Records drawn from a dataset
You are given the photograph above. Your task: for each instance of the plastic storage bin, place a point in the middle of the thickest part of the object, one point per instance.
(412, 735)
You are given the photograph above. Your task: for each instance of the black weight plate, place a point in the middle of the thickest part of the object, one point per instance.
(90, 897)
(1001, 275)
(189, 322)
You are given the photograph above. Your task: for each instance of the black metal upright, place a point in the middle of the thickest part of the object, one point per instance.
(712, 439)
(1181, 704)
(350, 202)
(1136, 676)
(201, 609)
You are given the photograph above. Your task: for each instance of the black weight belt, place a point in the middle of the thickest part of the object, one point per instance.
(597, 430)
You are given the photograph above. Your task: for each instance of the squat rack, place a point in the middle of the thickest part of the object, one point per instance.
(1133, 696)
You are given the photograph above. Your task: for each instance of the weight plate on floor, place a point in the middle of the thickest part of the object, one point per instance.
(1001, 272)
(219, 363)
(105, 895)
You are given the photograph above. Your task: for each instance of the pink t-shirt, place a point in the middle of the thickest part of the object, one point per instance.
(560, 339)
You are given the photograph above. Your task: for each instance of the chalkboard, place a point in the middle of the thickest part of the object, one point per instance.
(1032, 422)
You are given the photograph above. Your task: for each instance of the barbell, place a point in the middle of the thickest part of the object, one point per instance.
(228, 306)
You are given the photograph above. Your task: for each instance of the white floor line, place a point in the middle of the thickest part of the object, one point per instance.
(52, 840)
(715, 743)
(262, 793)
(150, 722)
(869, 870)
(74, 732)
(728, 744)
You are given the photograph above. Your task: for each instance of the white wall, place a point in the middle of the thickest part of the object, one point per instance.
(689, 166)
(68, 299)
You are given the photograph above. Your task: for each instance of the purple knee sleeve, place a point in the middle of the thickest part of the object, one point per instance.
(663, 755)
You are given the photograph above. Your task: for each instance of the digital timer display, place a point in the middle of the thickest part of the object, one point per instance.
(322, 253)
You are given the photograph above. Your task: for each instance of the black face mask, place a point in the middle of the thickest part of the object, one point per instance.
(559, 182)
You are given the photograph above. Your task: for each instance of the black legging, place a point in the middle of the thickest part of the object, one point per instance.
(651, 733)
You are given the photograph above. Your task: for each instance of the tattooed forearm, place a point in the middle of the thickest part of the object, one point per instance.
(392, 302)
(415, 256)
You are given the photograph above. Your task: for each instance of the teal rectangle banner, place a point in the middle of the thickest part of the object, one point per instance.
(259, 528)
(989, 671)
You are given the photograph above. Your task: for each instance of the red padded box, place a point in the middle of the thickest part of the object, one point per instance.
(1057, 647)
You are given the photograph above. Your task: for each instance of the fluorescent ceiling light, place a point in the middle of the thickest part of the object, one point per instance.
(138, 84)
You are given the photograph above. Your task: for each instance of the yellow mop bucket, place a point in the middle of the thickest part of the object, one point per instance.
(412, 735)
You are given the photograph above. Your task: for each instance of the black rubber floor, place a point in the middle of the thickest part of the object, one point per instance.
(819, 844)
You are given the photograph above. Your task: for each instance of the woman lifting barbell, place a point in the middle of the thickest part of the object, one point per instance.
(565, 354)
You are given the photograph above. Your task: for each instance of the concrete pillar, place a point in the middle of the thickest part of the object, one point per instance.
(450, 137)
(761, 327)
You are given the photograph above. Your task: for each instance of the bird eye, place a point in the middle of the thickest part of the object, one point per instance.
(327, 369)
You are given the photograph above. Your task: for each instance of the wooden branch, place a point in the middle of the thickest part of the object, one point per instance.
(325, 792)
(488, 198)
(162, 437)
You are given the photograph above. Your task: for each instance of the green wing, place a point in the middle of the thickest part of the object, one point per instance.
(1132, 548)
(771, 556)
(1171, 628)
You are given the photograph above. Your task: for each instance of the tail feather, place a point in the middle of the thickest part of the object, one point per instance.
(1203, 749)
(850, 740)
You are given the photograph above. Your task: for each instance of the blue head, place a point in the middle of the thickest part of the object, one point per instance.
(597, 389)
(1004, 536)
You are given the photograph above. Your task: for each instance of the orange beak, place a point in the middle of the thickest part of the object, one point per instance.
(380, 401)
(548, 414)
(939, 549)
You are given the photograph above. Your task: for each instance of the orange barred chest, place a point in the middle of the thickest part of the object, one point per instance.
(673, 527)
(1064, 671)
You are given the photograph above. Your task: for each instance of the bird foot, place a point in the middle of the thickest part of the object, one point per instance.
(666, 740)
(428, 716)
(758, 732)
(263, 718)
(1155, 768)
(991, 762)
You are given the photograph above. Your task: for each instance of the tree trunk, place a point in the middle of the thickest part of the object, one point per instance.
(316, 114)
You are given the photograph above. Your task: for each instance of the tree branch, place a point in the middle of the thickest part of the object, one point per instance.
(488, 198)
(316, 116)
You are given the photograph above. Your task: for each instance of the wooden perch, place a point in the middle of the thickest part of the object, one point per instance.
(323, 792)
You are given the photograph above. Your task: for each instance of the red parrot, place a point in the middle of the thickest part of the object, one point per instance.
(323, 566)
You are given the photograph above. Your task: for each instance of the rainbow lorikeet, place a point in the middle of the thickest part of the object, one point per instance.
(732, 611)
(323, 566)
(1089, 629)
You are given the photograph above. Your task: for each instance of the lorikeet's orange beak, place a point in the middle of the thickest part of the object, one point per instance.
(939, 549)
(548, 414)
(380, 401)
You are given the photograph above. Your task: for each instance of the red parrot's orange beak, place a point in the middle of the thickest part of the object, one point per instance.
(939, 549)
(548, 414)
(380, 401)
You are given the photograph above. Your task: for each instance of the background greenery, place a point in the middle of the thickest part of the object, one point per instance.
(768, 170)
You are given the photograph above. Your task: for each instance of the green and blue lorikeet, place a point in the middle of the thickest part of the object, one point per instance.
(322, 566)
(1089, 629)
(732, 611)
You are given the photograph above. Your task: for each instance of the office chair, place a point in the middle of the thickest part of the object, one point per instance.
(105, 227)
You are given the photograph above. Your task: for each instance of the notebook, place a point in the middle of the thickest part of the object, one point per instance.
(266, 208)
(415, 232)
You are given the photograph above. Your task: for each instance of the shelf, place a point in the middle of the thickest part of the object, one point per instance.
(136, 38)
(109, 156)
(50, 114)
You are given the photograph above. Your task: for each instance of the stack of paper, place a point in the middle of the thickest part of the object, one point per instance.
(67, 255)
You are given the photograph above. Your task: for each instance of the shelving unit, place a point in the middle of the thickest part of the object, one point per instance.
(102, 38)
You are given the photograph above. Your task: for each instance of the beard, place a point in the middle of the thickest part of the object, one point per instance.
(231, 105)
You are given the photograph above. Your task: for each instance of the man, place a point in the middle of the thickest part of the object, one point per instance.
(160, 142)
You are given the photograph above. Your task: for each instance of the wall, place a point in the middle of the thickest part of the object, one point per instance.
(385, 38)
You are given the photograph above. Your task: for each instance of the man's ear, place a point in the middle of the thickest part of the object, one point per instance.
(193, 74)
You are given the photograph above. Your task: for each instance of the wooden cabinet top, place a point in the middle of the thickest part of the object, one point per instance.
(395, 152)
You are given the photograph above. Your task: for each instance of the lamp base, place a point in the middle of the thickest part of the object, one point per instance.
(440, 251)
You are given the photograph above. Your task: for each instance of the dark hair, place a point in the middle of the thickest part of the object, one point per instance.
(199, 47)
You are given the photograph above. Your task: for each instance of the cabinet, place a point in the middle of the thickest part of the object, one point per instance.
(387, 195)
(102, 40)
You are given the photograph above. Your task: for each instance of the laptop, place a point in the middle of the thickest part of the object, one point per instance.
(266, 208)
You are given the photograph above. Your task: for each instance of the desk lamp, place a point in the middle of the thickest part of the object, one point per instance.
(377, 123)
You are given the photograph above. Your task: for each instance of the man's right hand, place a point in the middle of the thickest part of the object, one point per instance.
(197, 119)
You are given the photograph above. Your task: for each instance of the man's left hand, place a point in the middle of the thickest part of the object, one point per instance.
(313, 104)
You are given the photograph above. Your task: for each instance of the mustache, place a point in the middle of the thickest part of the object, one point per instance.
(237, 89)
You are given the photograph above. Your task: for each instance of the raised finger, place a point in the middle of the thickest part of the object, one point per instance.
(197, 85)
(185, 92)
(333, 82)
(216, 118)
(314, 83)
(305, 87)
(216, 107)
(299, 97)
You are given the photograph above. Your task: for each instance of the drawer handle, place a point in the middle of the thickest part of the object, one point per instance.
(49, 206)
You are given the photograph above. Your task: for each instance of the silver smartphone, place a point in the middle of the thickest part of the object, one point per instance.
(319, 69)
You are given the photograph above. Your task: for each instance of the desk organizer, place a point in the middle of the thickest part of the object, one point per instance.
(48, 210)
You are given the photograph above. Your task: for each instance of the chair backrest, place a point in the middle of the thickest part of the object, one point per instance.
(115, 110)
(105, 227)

What you are asked to do
All lines from the one containing "of the raised" to the end of the records are to be duplicated exactly, and no other lines are to be given.

Task answer
You are given the photograph above. Your task: for each instance of the raised finger, place a point in the middle of the thickest part of the object, one point per instance.
(197, 85)
(185, 92)
(333, 82)
(216, 118)
(314, 83)
(305, 87)
(216, 107)
(299, 97)
You are given the photograph above. Your task: for each instance of the drawer handle, place a point in the middle of the thickest part of the object, one point per instance.
(49, 206)
You are given the photograph above. Your task: for each instance of the silver smartphone, place a point in the middle of the thickest part of the object, one point per instance.
(319, 69)
You are given the photograph above. Your task: for each instance of the desk organizer, place a point in the middle of the thickest part of the object, one point per instance.
(48, 210)
You are given the photograph above. Your task: for each instance of the chair backrest, place a point in the middle of the thickest part of the object, one point per instance.
(115, 110)
(105, 227)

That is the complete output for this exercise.